## TASK INSTRUCTIONS
Each line of the material below that holds the word "cooking" needs to be copied.

────────────────

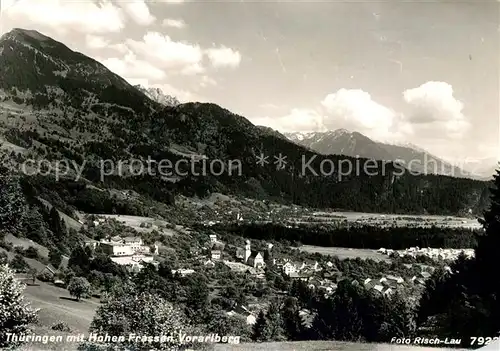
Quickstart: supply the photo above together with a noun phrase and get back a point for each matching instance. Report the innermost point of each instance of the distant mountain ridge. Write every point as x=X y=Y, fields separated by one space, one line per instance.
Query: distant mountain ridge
x=354 y=144
x=156 y=94
x=56 y=104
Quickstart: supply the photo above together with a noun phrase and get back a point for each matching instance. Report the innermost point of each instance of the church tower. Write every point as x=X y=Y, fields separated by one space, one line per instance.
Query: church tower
x=248 y=251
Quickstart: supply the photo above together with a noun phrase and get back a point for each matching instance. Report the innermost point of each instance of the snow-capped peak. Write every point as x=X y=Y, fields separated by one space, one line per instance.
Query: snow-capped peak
x=156 y=94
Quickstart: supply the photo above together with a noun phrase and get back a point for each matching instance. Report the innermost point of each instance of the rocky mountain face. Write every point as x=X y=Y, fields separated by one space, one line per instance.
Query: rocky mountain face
x=156 y=94
x=344 y=142
x=57 y=104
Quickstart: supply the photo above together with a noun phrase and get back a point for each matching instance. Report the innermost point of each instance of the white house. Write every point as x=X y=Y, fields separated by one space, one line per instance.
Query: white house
x=209 y=264
x=215 y=255
x=116 y=249
x=134 y=263
x=289 y=268
x=183 y=272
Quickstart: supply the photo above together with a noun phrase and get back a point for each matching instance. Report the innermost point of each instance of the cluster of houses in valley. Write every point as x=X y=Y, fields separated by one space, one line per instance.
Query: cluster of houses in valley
x=130 y=252
x=443 y=254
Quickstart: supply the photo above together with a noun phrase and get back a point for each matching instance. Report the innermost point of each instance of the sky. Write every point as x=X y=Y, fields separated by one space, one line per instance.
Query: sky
x=425 y=72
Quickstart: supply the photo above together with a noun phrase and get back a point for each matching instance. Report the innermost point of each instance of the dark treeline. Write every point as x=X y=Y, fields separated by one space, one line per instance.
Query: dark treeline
x=360 y=237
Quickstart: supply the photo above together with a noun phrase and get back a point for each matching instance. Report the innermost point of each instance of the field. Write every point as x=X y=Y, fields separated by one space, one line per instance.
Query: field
x=344 y=253
x=136 y=221
x=55 y=306
x=321 y=346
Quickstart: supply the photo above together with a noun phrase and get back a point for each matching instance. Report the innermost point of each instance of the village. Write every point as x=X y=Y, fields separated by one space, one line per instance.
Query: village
x=321 y=276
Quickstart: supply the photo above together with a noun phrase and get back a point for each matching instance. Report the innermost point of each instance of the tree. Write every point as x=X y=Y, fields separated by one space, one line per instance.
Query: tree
x=12 y=203
x=141 y=314
x=19 y=264
x=55 y=257
x=79 y=261
x=260 y=328
x=56 y=224
x=79 y=287
x=291 y=319
x=223 y=324
x=33 y=273
x=274 y=328
x=402 y=318
x=467 y=302
x=15 y=314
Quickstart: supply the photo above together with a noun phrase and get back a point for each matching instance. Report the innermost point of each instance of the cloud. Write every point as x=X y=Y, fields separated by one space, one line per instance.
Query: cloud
x=95 y=42
x=174 y=23
x=163 y=52
x=171 y=1
x=296 y=120
x=138 y=10
x=132 y=67
x=61 y=16
x=224 y=57
x=206 y=81
x=355 y=109
x=434 y=110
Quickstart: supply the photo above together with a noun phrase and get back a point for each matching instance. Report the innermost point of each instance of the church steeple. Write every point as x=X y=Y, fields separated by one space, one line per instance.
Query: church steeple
x=248 y=250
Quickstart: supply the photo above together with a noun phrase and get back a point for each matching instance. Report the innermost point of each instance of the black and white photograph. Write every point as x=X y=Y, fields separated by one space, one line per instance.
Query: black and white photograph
x=239 y=175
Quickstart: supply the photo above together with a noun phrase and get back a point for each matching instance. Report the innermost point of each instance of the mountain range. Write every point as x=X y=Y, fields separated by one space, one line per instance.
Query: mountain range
x=354 y=144
x=156 y=94
x=58 y=104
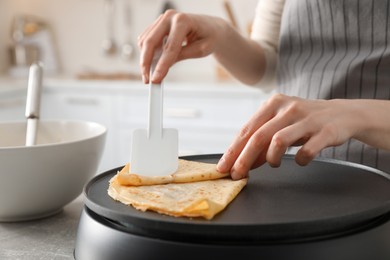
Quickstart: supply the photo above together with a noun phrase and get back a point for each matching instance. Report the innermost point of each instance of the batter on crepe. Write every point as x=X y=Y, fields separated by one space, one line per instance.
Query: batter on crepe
x=200 y=198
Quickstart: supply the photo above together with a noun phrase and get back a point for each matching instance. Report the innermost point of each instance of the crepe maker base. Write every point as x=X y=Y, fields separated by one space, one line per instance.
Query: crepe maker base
x=327 y=210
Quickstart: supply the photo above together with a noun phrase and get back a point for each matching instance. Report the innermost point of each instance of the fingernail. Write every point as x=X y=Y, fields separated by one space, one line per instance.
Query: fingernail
x=222 y=166
x=156 y=76
x=235 y=175
x=145 y=79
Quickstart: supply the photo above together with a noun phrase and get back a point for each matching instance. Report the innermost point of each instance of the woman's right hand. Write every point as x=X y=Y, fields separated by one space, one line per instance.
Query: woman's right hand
x=186 y=36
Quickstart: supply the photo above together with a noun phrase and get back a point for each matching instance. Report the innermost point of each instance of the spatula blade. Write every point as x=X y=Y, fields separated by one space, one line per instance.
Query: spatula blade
x=154 y=156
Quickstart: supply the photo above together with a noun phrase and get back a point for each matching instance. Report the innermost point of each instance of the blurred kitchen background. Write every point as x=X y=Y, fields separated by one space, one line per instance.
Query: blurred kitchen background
x=84 y=82
x=77 y=28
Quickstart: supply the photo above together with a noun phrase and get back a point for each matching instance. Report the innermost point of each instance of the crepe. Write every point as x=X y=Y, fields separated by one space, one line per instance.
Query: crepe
x=195 y=190
x=194 y=199
x=187 y=171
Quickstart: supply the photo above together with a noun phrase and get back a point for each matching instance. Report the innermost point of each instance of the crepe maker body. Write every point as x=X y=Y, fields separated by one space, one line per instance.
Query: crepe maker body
x=329 y=209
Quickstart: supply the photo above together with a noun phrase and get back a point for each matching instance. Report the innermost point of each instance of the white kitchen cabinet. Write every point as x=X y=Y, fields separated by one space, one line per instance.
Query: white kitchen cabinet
x=12 y=104
x=80 y=103
x=208 y=116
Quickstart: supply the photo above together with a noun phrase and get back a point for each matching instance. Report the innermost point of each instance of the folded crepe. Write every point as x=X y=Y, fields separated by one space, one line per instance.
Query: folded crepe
x=194 y=190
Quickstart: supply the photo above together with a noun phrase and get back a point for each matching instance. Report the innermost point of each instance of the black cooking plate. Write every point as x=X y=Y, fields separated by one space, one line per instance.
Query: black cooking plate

────────────────

## RESULT OF THIS TASK
Quickstart: supply the photo above together with a noun phrase and get back a point for each matching instance. Report the innermost point of each instance of the black cooking plate. Write every point as x=X y=Y, fields separated by one space, one line per instance.
Query: black cooking plate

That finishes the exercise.